• _What you have to do_: Pull each line with the string "cliff" from the entries.

• _Material provided_:
○ ○ ○
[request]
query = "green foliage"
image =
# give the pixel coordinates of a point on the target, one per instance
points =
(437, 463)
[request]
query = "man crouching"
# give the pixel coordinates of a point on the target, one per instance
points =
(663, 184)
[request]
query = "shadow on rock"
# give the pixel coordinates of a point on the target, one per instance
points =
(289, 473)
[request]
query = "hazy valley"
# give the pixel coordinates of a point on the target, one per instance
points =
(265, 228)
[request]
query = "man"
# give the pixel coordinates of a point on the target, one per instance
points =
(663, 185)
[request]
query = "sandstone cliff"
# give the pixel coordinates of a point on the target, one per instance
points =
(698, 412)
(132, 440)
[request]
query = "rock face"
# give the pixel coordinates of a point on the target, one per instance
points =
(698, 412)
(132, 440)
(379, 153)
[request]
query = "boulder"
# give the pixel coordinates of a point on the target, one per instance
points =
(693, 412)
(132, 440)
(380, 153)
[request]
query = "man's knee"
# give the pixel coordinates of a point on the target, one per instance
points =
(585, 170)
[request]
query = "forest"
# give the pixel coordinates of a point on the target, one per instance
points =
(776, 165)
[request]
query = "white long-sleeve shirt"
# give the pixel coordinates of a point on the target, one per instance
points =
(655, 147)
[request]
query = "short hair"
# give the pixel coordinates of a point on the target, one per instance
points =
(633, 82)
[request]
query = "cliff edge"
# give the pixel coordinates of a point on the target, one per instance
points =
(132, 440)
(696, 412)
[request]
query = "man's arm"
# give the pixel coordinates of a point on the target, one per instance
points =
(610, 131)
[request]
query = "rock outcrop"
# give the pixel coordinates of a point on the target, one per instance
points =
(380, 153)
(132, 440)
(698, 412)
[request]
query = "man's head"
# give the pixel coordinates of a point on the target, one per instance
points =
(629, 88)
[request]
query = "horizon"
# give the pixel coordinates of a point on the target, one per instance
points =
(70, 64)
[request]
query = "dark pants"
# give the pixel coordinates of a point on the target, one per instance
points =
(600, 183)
○ ○ ○
• _Answer box_:
query = "sandstone cliff"
query = "cliff edge"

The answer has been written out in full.